* Things to do *
a) According to the camera-phone passage, which rules bind health-care providers when they take photographs or videos of patients?
b) For each statement, say whether it agrees with the camera-phone passage: (i) Some neurologists recommend that parents make videos of children with a known history of seizures. (ii) Parents face the same privacy restrictions as health-care providers when photographing patients. (iii) A snapshot can replace a thorough history and physical examination.
c) Copy the camera-phone passage from "With regard to" to "their close allies.".
(Text shown Opens)
But the simple camera phone is epochal in that it puts the power—literally—into the hands of patients. The photographic possibilities extend far beyond the skin. In the pediatric gastroenterology clinic, many concerned parents bring in photos of their kids’ dirty diapers, which all parties agree is vastly preferable to bringing in the real thing. Some neurologists recommend that parents make videos of children who have a known history of seizures to help the team fine-tune medication doses. In developmental and behavioral clinics, parents can show videos of their children at home demonstrating milestones like a mature pincer grasp or pulling to stand, even if the kids get shy about showing off their skills to a room full of doctors.
With regard to taking photographs or videos of patients, health-care providers are bound by the privacy rules of the Health Insurance Portability and Accountability Act. But parents are free to capture such pictures. Especially in pediatrics, parents are encouraged to be advocates, and phones can be their close allies.
But even at its best, a snapshot cannot replace a thorough history and physical examination. Had the mother of the 15-month-old patient with roseola told me a different story, the photo she showed me could have been the rash of contagious measles. Instead of expecting a picture to replace a thousand words, we should take the more prudent step of welcoming this new tool into the ever-growing digital inventory available in the fight against disease.
(Text shown Closes)
(Information provided Opens)
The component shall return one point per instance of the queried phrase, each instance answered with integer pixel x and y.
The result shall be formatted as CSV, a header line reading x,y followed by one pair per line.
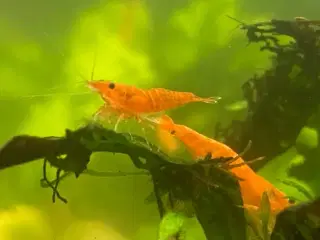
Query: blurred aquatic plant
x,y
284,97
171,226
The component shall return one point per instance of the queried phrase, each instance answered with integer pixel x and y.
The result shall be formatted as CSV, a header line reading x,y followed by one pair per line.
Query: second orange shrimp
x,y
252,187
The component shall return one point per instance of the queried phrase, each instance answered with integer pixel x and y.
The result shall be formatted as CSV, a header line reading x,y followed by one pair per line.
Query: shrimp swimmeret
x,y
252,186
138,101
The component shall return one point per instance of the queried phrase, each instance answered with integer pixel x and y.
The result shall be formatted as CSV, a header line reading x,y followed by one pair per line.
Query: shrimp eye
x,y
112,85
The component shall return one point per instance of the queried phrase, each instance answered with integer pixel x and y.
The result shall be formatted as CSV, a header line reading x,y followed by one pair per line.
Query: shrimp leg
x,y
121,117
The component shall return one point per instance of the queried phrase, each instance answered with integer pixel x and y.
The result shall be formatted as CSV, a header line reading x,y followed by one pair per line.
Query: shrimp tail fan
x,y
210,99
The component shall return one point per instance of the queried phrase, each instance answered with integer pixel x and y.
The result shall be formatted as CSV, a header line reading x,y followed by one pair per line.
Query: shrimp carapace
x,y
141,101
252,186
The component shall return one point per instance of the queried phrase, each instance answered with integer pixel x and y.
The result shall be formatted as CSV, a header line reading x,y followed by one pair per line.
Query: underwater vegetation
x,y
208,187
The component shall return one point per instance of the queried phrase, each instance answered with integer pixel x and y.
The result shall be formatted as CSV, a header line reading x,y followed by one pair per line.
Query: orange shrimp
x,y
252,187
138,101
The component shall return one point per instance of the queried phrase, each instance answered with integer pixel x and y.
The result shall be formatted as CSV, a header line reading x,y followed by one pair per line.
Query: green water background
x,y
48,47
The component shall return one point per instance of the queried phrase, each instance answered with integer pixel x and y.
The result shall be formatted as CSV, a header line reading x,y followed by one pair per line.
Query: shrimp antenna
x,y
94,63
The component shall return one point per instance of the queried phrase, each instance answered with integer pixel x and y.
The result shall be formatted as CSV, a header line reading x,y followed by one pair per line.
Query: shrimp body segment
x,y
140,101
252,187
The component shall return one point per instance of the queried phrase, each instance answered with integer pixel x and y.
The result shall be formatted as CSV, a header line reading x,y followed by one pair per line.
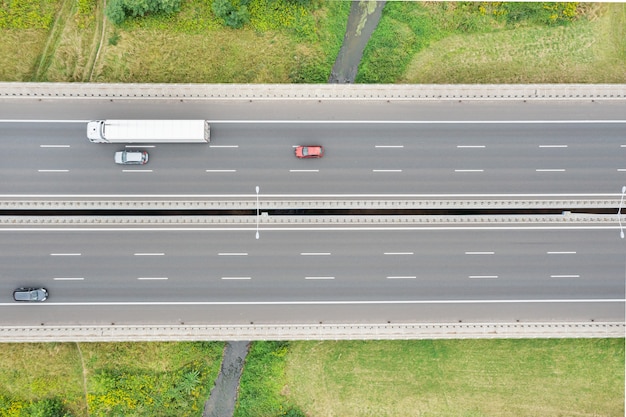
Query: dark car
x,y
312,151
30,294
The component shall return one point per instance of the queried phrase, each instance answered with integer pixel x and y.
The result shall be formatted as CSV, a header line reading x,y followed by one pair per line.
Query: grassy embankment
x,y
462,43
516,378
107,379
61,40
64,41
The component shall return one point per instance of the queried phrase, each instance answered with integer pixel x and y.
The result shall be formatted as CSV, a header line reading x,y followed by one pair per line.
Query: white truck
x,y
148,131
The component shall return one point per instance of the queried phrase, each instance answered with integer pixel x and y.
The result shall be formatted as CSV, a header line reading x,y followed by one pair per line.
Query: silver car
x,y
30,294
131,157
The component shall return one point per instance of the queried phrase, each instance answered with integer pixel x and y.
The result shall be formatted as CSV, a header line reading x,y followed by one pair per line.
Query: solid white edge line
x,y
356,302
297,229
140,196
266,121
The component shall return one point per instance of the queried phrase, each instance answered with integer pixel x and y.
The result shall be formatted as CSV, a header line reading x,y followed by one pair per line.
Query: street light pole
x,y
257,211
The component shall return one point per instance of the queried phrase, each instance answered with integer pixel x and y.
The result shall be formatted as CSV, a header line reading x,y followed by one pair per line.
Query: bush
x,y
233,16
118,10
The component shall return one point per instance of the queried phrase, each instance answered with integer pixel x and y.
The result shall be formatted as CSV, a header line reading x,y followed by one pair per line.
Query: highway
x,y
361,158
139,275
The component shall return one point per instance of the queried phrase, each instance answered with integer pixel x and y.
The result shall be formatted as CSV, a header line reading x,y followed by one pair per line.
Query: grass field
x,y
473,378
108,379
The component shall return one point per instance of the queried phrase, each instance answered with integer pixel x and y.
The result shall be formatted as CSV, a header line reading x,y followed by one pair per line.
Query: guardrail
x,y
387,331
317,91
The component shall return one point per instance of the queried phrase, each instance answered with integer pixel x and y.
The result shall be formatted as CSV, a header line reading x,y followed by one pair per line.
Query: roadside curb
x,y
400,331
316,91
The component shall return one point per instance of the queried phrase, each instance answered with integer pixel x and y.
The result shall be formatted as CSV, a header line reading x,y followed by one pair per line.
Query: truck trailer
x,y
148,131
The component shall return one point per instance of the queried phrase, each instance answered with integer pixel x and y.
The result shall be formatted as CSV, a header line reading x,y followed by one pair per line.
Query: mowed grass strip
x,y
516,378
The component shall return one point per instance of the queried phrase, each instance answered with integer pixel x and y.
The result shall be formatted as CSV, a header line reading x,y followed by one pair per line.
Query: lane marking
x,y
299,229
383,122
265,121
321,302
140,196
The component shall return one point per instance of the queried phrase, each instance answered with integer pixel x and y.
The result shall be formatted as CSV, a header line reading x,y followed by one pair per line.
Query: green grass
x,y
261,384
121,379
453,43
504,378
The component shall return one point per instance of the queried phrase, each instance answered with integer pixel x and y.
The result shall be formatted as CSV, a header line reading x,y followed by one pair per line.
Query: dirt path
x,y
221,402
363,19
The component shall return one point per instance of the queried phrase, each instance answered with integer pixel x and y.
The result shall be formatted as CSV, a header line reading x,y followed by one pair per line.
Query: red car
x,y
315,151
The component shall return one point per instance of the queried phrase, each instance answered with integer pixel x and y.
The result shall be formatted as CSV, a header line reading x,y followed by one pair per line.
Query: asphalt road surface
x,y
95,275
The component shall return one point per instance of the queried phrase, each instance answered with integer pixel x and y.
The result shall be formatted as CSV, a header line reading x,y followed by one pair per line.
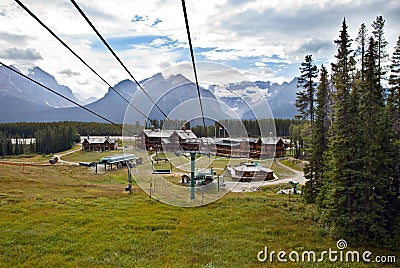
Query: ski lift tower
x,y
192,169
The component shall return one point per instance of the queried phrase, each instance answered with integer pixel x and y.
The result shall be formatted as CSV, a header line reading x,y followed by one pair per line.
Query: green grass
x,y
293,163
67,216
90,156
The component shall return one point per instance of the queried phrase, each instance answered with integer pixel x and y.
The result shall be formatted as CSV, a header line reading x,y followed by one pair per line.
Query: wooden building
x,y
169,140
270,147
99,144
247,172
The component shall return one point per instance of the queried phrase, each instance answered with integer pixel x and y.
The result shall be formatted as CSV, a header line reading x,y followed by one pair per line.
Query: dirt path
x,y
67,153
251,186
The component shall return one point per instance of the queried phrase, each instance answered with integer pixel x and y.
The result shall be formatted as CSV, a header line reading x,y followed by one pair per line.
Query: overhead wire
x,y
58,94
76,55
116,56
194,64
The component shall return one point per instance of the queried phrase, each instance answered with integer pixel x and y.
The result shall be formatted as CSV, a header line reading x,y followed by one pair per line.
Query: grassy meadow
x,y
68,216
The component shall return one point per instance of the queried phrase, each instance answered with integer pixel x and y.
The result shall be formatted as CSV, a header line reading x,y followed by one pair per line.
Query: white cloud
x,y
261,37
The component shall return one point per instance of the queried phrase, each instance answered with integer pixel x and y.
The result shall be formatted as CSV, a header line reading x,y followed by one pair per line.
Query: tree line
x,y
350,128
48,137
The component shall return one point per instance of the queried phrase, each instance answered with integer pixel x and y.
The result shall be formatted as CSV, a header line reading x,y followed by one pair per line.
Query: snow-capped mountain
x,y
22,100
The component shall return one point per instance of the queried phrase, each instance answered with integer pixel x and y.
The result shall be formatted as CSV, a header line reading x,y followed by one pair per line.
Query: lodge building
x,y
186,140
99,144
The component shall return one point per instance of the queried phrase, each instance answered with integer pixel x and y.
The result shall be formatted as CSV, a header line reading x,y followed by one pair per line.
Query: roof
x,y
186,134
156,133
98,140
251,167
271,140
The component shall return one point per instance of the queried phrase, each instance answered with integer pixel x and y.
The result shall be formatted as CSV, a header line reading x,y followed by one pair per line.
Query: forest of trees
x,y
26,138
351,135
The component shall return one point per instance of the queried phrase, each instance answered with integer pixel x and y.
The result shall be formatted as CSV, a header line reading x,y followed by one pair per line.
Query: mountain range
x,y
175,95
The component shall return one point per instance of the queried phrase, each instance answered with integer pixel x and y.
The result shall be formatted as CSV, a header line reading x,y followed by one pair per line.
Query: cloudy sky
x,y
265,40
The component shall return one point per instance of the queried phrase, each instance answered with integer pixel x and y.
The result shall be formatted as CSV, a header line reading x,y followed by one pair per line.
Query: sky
(Information provided Closes)
* Results in order *
a) The privacy rules of the Health Insurance Portability and Accountability Act.

b)
(i) Yes: "Some neurologists recommend that parents make videos of children who have a known history of seizures"
(ii) No: "But parents are free to capture such pictures."
(iii) No: "But even at its best, a snapshot cannot replace a thorough history and physical examination."

c)
With regard to taking photographs or videos of patients, health-care providers are bound by the privacy rules of the Health Insurance Portability and Accountability Act. But parents are free to capture such pictures. Especially in pediatrics, parents are encouraged to be advocates, and phones can be their close allies.